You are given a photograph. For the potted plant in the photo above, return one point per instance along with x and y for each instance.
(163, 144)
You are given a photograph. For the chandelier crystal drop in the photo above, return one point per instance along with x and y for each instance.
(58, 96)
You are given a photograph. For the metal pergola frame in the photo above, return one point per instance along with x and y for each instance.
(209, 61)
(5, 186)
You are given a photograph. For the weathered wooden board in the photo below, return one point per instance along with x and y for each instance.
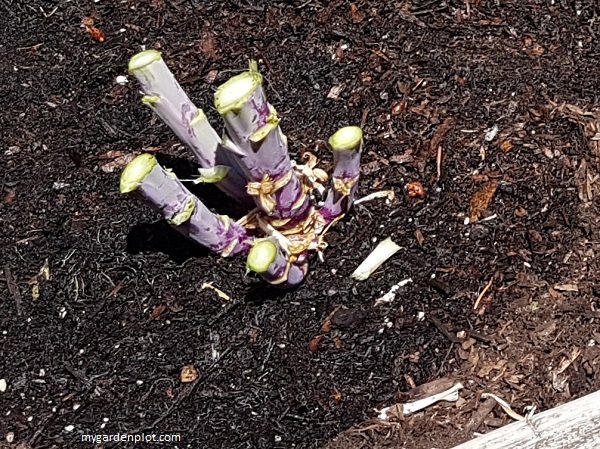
(574, 425)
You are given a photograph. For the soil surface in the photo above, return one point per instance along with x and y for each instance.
(492, 106)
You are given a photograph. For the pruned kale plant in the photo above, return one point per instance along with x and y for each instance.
(250, 164)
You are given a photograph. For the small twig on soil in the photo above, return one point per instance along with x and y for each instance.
(185, 393)
(483, 292)
(13, 288)
(480, 414)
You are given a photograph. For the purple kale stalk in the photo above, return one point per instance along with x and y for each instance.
(250, 163)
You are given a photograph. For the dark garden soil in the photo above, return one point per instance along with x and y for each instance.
(492, 105)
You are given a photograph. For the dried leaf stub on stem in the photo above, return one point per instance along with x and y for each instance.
(259, 146)
(251, 160)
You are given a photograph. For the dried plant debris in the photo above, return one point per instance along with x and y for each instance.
(481, 200)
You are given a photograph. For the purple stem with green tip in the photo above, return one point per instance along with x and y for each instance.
(346, 171)
(259, 146)
(166, 194)
(168, 100)
(281, 273)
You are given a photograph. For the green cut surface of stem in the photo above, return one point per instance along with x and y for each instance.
(143, 59)
(184, 214)
(347, 138)
(136, 171)
(261, 256)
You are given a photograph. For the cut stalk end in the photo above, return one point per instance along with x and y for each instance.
(136, 171)
(149, 100)
(261, 256)
(143, 59)
(184, 214)
(346, 138)
(232, 95)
*****
Retype each line of the listing above word for word. Exclude the pictures.

TASK SOLUTION:
You are given a photograph. For the potted plant in the photo above, return one point per instance along with x and y for each instance.
(163, 144)
You are given a photograph. For the chandelier crystal drop in the photo above, return one point per instance along with x and y for each instance.
(58, 96)
You are given a photograph. For the metal pergola frame in the photo above, return one point per instance along with x and y for each instance.
(209, 61)
(5, 186)
You are given a photograph. For the weathered wooden board in the photo below, return one point per instance along with x and y for each instance.
(574, 425)
You are given a photograph. For the soil surface in the photo above, return one point per instance along with x and y for each instance.
(492, 106)
You are given a photograph. For the pruned kale plant in the photo above, return one point per instance along with x and y for each instance.
(250, 164)
You are given a photograph. For the small twig on soil in the photo above, return one point per instance along with x and y for each instance.
(185, 393)
(483, 292)
(13, 288)
(480, 414)
You are given a photograph. For the purple kale stalk in the photo above, return one point per instance along with x and y for each instance.
(250, 163)
You are given a photograph. For the dark garden soil in the photo above, return one point per instance along with x and y for each instance.
(492, 105)
You are given a photograph. For the dried leaf stub on stem in the photo above, return one point per instance along with x and y for each instance.
(259, 146)
(251, 160)
You are given a photograph. For the dried plant debris in the photo above, return one point per instance along with x and y for each instance.
(481, 200)
You are given a photograph. For the purple stem with green tip in the photo above, return one point per instance along with x and y for each instance.
(346, 171)
(259, 146)
(166, 194)
(168, 100)
(281, 273)
You are given a photograph. For the green cut surface of stem in the photo above, return one point per instance along with x and y for each instance.
(143, 59)
(184, 214)
(347, 138)
(136, 171)
(261, 256)
You are given a photograph. For the cut stalk end in the photo above, return one point per instance along with x and y for each instance.
(136, 171)
(149, 100)
(261, 256)
(143, 59)
(184, 214)
(346, 138)
(232, 95)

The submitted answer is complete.